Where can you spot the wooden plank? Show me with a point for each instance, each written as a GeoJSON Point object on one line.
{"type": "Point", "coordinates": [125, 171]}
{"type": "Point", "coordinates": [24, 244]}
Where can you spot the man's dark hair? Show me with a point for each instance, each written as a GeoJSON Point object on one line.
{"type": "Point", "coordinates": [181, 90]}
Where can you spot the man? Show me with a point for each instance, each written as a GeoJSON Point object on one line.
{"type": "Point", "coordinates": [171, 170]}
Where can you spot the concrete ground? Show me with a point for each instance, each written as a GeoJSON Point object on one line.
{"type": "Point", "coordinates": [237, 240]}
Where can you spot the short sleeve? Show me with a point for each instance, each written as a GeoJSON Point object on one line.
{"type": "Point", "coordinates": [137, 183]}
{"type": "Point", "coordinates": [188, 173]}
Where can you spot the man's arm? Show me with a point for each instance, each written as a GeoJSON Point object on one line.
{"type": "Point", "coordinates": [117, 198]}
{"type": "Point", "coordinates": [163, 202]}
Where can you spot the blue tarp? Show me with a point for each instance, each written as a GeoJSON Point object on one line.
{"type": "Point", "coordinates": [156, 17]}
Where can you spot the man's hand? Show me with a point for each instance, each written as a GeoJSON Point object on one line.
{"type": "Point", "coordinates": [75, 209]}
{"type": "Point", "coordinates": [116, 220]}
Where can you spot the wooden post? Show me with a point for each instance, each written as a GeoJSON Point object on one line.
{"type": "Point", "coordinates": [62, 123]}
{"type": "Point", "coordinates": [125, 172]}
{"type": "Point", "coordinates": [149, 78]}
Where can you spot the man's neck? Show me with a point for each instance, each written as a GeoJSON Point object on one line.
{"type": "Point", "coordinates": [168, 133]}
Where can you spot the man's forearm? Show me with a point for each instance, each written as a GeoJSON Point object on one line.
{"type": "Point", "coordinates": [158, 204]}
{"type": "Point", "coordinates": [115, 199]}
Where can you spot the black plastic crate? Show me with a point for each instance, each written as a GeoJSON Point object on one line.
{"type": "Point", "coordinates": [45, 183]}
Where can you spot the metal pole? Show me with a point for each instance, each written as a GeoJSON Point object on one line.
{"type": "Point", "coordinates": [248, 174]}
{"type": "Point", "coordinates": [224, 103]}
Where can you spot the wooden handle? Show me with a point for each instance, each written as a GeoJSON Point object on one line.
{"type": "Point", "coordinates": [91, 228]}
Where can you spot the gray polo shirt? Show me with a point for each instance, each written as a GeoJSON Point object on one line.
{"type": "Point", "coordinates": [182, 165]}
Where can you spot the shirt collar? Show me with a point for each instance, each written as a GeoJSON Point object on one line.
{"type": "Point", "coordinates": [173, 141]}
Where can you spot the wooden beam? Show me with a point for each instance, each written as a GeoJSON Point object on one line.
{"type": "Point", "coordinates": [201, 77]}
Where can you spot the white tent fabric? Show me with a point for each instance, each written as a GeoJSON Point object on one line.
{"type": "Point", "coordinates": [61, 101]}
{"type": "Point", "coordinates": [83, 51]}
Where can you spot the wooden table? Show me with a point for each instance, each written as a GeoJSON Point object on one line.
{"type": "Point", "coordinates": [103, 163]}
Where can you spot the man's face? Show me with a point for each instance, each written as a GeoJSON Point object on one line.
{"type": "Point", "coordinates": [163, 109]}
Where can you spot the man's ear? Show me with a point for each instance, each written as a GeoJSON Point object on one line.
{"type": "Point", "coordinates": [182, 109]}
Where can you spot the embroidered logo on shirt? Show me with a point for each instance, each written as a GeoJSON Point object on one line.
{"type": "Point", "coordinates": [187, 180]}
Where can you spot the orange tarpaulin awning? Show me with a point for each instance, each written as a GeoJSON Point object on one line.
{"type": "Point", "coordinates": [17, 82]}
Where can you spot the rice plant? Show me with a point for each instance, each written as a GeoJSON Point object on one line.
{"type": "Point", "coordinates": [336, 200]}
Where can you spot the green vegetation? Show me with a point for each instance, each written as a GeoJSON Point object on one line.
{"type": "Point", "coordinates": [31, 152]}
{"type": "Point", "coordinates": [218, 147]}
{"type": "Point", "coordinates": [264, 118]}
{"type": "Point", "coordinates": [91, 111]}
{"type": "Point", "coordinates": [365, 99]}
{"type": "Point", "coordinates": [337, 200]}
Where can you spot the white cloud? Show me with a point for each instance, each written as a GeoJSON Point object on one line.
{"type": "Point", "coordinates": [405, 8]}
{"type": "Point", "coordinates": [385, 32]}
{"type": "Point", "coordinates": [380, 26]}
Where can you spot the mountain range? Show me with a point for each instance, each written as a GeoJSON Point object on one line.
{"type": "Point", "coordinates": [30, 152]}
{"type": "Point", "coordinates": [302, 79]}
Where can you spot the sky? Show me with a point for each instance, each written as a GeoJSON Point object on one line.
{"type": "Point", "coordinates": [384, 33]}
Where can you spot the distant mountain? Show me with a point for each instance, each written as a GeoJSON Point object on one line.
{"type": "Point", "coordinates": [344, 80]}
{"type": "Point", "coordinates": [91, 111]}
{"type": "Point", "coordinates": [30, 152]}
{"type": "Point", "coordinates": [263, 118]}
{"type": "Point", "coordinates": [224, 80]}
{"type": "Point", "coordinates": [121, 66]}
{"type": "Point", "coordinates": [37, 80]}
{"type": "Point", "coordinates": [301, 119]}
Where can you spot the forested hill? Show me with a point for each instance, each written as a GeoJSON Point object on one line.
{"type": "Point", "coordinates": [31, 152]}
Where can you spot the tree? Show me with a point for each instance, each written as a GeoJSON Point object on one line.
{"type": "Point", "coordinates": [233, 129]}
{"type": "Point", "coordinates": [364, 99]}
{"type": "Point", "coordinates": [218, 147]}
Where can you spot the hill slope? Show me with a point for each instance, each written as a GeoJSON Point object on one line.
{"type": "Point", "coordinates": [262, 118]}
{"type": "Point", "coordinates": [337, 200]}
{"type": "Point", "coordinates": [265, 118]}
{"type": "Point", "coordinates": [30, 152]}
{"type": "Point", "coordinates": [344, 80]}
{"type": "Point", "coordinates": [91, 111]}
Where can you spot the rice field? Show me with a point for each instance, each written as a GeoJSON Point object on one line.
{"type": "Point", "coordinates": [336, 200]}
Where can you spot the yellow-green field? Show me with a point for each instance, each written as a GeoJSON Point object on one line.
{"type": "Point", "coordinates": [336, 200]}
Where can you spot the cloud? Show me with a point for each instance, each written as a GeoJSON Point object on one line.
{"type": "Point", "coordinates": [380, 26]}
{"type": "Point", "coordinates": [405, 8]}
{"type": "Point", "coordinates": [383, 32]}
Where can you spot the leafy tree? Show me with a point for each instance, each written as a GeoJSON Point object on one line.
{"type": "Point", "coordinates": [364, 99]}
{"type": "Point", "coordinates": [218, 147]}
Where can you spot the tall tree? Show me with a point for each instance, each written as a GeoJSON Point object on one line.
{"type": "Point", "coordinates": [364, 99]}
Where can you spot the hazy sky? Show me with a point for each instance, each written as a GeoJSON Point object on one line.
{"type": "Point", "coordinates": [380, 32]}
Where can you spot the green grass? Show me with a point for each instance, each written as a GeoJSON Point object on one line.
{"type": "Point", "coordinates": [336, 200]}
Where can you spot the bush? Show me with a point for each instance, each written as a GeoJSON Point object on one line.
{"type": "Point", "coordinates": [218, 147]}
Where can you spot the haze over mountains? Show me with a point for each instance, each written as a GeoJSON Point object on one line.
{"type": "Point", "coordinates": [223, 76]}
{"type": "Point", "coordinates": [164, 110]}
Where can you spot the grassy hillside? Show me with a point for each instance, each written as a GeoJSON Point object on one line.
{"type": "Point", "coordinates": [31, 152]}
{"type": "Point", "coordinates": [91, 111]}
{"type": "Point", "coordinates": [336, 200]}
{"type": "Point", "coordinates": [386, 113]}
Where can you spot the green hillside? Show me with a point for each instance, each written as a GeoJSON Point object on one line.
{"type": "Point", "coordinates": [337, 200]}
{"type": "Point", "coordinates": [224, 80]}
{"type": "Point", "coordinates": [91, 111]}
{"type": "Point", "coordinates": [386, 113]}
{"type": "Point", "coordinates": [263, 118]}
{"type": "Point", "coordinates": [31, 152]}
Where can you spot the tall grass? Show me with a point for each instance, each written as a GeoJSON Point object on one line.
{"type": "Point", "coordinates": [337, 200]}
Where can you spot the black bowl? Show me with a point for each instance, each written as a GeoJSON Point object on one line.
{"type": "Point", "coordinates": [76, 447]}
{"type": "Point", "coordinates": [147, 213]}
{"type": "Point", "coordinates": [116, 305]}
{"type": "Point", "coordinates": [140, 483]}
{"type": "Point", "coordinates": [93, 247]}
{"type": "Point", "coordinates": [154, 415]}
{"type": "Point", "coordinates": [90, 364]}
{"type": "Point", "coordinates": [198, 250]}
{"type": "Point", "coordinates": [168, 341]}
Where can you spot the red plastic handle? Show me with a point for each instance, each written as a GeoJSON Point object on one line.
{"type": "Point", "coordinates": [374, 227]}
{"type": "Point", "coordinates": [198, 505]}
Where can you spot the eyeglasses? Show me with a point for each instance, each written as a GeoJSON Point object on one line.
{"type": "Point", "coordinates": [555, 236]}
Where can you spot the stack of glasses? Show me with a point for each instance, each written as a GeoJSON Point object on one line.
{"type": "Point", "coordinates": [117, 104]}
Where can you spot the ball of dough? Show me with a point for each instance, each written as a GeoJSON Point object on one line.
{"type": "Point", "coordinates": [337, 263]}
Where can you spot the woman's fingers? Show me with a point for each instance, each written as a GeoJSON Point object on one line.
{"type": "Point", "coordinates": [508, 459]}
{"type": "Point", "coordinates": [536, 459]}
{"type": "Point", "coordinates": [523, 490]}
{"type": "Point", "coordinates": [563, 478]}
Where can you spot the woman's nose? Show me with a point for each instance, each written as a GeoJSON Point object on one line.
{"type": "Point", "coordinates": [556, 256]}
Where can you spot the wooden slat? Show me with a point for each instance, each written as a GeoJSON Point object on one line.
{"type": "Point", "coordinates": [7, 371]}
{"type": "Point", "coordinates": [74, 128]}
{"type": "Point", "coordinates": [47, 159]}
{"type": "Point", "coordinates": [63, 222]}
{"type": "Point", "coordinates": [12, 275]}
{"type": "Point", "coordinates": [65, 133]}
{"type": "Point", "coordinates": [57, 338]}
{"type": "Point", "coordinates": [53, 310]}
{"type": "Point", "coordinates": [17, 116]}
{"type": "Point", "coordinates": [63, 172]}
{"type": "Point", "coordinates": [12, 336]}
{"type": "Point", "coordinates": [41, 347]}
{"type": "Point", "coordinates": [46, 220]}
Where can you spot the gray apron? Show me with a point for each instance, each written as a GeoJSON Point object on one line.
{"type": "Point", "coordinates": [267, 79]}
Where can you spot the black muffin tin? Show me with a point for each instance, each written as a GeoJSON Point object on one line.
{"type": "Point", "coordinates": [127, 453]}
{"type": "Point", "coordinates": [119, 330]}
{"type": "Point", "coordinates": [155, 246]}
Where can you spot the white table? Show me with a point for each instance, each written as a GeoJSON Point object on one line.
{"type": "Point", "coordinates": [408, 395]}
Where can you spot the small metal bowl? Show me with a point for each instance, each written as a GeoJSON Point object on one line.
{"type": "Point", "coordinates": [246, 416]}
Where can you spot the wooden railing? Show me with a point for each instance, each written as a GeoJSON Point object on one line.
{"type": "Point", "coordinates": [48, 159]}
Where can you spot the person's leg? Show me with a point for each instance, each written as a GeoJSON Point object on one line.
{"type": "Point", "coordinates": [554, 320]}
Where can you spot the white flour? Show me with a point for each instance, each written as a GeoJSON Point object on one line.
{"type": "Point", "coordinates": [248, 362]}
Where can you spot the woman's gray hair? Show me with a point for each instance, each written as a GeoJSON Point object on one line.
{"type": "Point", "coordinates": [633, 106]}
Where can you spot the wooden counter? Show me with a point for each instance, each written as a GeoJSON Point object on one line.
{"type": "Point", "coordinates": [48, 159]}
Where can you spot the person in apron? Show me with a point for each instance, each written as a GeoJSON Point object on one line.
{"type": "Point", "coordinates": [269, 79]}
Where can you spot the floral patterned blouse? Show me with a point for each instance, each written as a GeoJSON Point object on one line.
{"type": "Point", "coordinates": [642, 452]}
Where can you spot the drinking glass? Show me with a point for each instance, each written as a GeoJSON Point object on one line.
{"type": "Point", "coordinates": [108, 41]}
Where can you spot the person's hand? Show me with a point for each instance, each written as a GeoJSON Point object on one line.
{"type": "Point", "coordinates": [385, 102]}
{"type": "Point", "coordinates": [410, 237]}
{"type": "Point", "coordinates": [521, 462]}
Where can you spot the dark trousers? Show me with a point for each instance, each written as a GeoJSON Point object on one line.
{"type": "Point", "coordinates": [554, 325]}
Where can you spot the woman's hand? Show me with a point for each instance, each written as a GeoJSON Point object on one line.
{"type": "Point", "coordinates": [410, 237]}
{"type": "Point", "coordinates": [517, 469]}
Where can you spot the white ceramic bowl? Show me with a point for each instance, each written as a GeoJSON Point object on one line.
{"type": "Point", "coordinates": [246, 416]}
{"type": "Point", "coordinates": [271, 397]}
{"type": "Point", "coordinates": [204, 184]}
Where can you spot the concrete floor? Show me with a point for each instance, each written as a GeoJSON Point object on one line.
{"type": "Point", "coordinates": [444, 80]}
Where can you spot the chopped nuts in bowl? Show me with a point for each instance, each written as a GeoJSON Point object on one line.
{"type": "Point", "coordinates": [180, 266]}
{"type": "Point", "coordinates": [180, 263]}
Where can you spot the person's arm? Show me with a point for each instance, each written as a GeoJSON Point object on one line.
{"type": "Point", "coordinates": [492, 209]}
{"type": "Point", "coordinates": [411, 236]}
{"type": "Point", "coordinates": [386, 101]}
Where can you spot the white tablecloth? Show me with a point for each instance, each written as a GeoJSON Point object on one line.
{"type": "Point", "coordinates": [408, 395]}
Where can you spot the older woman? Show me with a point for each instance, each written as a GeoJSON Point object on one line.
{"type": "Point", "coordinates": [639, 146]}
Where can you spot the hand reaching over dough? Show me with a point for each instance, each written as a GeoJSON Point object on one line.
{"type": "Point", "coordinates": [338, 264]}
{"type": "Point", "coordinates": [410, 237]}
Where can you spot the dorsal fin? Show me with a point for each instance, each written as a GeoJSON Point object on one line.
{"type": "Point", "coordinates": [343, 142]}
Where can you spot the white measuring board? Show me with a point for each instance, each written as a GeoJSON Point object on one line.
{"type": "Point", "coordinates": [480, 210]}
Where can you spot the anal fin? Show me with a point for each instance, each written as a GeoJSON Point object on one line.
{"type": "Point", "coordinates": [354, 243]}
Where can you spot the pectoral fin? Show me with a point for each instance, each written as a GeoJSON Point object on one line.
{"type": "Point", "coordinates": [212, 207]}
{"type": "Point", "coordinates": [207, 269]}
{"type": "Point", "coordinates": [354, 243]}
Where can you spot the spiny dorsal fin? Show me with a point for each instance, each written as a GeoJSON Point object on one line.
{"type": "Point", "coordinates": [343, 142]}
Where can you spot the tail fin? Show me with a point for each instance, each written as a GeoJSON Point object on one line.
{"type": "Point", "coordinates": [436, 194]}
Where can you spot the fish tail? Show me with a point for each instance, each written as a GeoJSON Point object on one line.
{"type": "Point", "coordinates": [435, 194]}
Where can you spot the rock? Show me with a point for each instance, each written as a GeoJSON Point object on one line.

### Work required
Copy each line exactly, from the line containing "Where can you spot the tail" down to the last line of the material, and no other lines.

### Output for this task
Where can you spot the tail fin? Show me with a point for each instance, each written as a GeoJSON Point object on one line.
{"type": "Point", "coordinates": [436, 194]}
Where can you spot the fish tail? Show me with a point for each instance, each written as a GeoJSON Point object on one line.
{"type": "Point", "coordinates": [435, 194]}
Where can you spot the rock? Show me with a point for each instance, each written as a GeoJSON Point object on one line.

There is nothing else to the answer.